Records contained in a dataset
************
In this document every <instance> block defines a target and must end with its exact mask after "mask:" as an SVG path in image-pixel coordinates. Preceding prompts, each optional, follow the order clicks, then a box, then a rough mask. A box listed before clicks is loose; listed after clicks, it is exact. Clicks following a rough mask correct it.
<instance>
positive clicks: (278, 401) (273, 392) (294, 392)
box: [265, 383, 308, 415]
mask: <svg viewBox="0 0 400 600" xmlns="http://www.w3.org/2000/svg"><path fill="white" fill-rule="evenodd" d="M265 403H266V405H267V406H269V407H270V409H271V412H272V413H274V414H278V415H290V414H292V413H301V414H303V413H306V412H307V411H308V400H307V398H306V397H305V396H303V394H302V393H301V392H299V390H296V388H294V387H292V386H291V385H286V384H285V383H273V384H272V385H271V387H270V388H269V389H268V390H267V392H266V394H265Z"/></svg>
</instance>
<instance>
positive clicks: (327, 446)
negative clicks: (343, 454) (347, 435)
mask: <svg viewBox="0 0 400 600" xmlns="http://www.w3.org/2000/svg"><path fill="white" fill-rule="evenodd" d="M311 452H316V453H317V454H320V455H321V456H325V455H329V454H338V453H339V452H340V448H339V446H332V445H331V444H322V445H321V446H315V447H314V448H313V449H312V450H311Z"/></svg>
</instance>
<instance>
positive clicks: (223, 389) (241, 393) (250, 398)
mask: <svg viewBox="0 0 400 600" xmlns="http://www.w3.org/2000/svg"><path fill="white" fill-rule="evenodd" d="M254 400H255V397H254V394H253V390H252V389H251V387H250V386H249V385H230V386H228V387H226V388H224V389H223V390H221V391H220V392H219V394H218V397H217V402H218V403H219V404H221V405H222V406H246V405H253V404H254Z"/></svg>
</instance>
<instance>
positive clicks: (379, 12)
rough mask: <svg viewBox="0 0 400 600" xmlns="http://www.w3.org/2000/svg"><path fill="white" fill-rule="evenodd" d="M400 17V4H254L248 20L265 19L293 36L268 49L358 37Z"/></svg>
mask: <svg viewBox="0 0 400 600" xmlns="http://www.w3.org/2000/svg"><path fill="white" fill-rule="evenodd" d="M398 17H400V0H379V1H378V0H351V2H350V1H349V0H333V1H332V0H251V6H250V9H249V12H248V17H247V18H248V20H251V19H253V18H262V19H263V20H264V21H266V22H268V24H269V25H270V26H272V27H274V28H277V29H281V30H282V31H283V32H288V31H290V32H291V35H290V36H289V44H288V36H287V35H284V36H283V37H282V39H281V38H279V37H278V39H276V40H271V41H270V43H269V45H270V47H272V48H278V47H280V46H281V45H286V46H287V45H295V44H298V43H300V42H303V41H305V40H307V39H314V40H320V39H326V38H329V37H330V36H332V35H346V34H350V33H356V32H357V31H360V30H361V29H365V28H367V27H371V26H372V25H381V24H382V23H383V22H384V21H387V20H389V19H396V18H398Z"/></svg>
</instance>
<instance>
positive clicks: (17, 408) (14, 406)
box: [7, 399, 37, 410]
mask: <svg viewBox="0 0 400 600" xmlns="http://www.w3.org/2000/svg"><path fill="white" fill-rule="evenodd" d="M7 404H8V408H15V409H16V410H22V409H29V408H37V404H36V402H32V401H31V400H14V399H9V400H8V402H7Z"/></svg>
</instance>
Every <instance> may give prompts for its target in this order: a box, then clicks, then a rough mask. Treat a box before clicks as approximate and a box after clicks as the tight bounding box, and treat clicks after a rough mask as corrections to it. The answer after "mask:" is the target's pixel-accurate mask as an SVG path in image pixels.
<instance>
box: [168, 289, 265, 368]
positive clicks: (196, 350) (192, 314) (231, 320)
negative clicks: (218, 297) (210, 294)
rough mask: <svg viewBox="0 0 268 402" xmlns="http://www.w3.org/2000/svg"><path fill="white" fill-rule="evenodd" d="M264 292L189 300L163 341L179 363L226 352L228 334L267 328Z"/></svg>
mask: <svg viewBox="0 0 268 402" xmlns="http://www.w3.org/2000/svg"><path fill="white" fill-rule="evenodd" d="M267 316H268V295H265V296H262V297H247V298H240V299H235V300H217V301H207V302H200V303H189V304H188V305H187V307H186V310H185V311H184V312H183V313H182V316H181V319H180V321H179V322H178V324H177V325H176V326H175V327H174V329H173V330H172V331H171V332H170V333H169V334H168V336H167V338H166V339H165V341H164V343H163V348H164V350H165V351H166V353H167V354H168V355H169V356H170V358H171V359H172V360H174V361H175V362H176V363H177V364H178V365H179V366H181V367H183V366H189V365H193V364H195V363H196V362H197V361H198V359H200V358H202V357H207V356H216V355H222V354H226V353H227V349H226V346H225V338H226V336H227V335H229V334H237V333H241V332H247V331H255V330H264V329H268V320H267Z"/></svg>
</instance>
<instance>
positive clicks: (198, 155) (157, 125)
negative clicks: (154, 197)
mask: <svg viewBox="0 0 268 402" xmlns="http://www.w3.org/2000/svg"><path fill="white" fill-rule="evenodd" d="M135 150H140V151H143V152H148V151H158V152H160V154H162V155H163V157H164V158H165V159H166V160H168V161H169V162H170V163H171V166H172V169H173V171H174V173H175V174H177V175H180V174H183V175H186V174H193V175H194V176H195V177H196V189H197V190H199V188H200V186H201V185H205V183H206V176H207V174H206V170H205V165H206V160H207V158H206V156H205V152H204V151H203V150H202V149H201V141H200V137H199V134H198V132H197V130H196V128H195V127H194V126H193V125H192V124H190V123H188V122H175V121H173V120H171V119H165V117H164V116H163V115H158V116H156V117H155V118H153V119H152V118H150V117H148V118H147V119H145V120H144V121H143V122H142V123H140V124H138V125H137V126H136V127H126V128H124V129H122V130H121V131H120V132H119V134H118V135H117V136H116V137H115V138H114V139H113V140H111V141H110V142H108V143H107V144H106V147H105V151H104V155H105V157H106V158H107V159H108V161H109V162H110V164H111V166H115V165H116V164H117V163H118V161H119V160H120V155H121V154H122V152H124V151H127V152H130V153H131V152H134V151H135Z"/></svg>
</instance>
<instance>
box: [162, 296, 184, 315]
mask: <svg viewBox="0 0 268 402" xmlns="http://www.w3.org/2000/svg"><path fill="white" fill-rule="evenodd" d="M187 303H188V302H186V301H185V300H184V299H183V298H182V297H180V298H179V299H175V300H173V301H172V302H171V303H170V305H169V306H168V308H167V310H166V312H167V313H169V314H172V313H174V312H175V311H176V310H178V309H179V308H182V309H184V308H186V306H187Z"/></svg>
************
Task to complete. Repeat all of the entries exactly.

Output of the task.
In this document every <instance> block defines a target and must end with its exact mask after "mask:" as an SVG path in image-pixel coordinates. Preceding prompts, each optional, follow the order clicks, then a box, then a rough mask. A box listed before clicks is loose; listed after clicks, it is exact. Clicks following a rough mask correct it.
<instance>
positive clicks: (278, 401) (273, 392) (294, 392)
box: [265, 383, 308, 415]
mask: <svg viewBox="0 0 400 600" xmlns="http://www.w3.org/2000/svg"><path fill="white" fill-rule="evenodd" d="M265 403H266V405H267V406H269V407H270V409H271V412H272V413H274V414H278V415H290V414H292V413H301V414H303V413H306V412H307V411H308V400H307V398H306V397H305V396H303V394H302V393H301V392H299V390H296V388H294V387H292V386H291V385H286V384H285V383H273V384H272V385H271V387H270V388H269V389H268V390H267V392H266V394H265Z"/></svg>
</instance>
<instance>
positive clicks: (327, 446)
negative clicks: (343, 454) (347, 435)
mask: <svg viewBox="0 0 400 600" xmlns="http://www.w3.org/2000/svg"><path fill="white" fill-rule="evenodd" d="M311 452H316V453H317V454H320V455H321V456H325V455H329V454H338V453H339V452H340V448H339V446H332V445H331V444H322V445H321V446H315V447H314V448H313V449H312V450H311Z"/></svg>
</instance>
<instance>
positive clicks: (223, 389) (241, 393) (250, 398)
mask: <svg viewBox="0 0 400 600" xmlns="http://www.w3.org/2000/svg"><path fill="white" fill-rule="evenodd" d="M254 400H255V397H254V394H253V390H252V389H251V387H250V386H249V385H230V386H228V387H226V388H224V389H223V390H221V391H220V392H219V394H218V397H217V402H218V403H219V404H221V405H222V406H246V405H253V404H254Z"/></svg>
</instance>
<instance>
positive clicks: (379, 12)
rough mask: <svg viewBox="0 0 400 600" xmlns="http://www.w3.org/2000/svg"><path fill="white" fill-rule="evenodd" d="M400 17V4H254L248 20L265 19L293 36L268 49L358 37Z"/></svg>
mask: <svg viewBox="0 0 400 600" xmlns="http://www.w3.org/2000/svg"><path fill="white" fill-rule="evenodd" d="M398 17H400V0H379V1H378V0H351V2H350V1H349V0H333V1H332V0H251V6H250V9H249V12H248V17H247V18H248V20H251V19H253V18H262V19H263V20H264V21H266V22H268V24H269V25H270V26H272V27H274V28H277V29H281V30H282V31H283V32H288V31H290V32H291V35H290V36H289V44H288V36H287V35H284V36H283V37H282V39H281V38H279V37H278V39H276V40H271V41H270V43H269V45H270V47H272V48H278V47H280V46H281V45H286V46H287V45H295V44H298V43H300V42H303V41H305V40H307V39H314V40H320V39H326V38H329V37H330V36H332V35H346V34H350V33H356V32H357V31H360V30H361V29H365V28H367V27H371V26H372V25H381V24H382V23H383V22H384V21H387V20H389V19H396V18H398Z"/></svg>
</instance>
<instance>
positive clicks: (17, 408) (14, 406)
box: [7, 399, 37, 410]
mask: <svg viewBox="0 0 400 600" xmlns="http://www.w3.org/2000/svg"><path fill="white" fill-rule="evenodd" d="M7 404H8V408H15V409H16V410H22V409H29V408H37V404H36V402H32V401H31V400H14V399H9V400H8V402H7Z"/></svg>
</instance>
Every <instance> may give prompts for its target in this order: a box, then clicks, then a rough mask. Treat a box before clicks as approximate and a box after clicks as the tight bounding box, and treat clicks after a rough mask as corrections to it. The answer after "mask:" is the target's pixel-accurate mask as an SVG path in image pixels.
<instance>
box: [168, 289, 265, 368]
positive clicks: (196, 350) (192, 314) (231, 320)
negative clicks: (218, 297) (210, 294)
rough mask: <svg viewBox="0 0 268 402" xmlns="http://www.w3.org/2000/svg"><path fill="white" fill-rule="evenodd" d="M264 292L189 300L163 341L179 363L226 352L228 334L267 328Z"/></svg>
mask: <svg viewBox="0 0 268 402" xmlns="http://www.w3.org/2000/svg"><path fill="white" fill-rule="evenodd" d="M267 316H268V295H265V296H262V297H247V298H240V299H235V300H217V301H207V302H200V303H189V304H188V305H187V307H186V310H185V311H184V312H183V313H182V316H181V319H180V321H179V322H178V324H177V325H176V326H175V327H174V329H173V330H172V331H171V332H170V333H169V334H168V336H167V338H166V339H165V341H164V343H163V348H164V350H165V351H166V353H167V354H168V355H169V356H170V358H171V359H172V360H174V361H175V362H176V363H177V364H178V365H179V366H181V367H183V366H189V365H193V364H195V363H196V362H197V361H198V359H200V358H202V357H207V356H216V355H222V354H226V353H227V349H226V346H225V338H226V336H227V335H229V334H237V333H241V332H247V331H255V330H264V329H268V320H267Z"/></svg>
</instance>
<instance>
positive clicks: (198, 155) (157, 125)
negative clicks: (154, 197)
mask: <svg viewBox="0 0 268 402" xmlns="http://www.w3.org/2000/svg"><path fill="white" fill-rule="evenodd" d="M135 150H140V151H143V152H148V151H158V152H160V154H162V155H163V157H164V158H165V159H166V160H168V161H169V162H170V163H171V166H172V169H173V171H174V173H175V174H177V175H180V174H183V175H186V174H193V175H194V176H195V177H196V189H197V190H199V188H200V186H201V185H205V183H206V176H207V174H206V170H205V165H206V160H207V158H206V156H205V152H204V151H203V150H202V149H201V141H200V137H199V134H198V132H197V130H196V128H195V127H194V126H193V125H192V124H190V123H188V122H175V121H173V120H171V119H165V117H164V116H163V115H158V116H156V117H155V118H153V119H152V118H150V117H148V118H147V119H145V120H144V121H143V122H142V123H140V124H138V125H137V126H136V127H126V128H124V129H122V130H121V131H120V132H119V134H118V135H117V136H116V137H115V138H114V139H113V140H111V141H110V142H108V143H107V144H106V147H105V151H104V155H105V157H106V158H107V159H108V161H109V162H110V164H111V166H115V165H116V164H117V163H118V161H119V160H120V155H121V154H122V152H124V151H127V152H130V153H131V152H134V151H135Z"/></svg>
</instance>
<instance>
box: [162, 296, 184, 315]
mask: <svg viewBox="0 0 268 402" xmlns="http://www.w3.org/2000/svg"><path fill="white" fill-rule="evenodd" d="M187 303H188V302H186V301H185V300H184V299H183V298H182V297H180V298H179V299H175V300H173V301H172V302H171V303H170V305H169V306H168V308H167V310H166V312H167V313H169V314H172V313H174V312H175V311H176V310H178V309H179V308H182V309H184V308H186V306H187Z"/></svg>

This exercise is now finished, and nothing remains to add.